EXERCISE DIRECTIONS:
State how many lines in the items below contain the string "Precisely", treating uppercase and lowercase letters as different. Give only the number.

EXTRACTED INFORMATION:
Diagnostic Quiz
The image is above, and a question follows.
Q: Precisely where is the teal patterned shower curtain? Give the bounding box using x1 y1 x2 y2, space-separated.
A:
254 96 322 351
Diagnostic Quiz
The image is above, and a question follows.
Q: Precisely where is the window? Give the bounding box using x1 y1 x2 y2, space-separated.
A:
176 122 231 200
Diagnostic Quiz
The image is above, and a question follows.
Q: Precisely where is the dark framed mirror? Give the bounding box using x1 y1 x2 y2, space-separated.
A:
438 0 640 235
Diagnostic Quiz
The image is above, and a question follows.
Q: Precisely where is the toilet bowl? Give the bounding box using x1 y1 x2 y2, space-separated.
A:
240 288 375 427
* * *
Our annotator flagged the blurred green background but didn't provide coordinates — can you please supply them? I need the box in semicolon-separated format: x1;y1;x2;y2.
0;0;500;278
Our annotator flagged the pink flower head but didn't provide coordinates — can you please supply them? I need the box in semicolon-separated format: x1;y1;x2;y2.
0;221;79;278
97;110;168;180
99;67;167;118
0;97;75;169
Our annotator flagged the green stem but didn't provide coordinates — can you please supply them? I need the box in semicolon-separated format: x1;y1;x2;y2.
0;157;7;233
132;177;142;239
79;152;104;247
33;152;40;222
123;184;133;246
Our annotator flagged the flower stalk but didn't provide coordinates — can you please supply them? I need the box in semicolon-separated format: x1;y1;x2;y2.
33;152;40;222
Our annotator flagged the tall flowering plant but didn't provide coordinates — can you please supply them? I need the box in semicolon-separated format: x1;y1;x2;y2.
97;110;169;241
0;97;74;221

THE OUTPUT:
4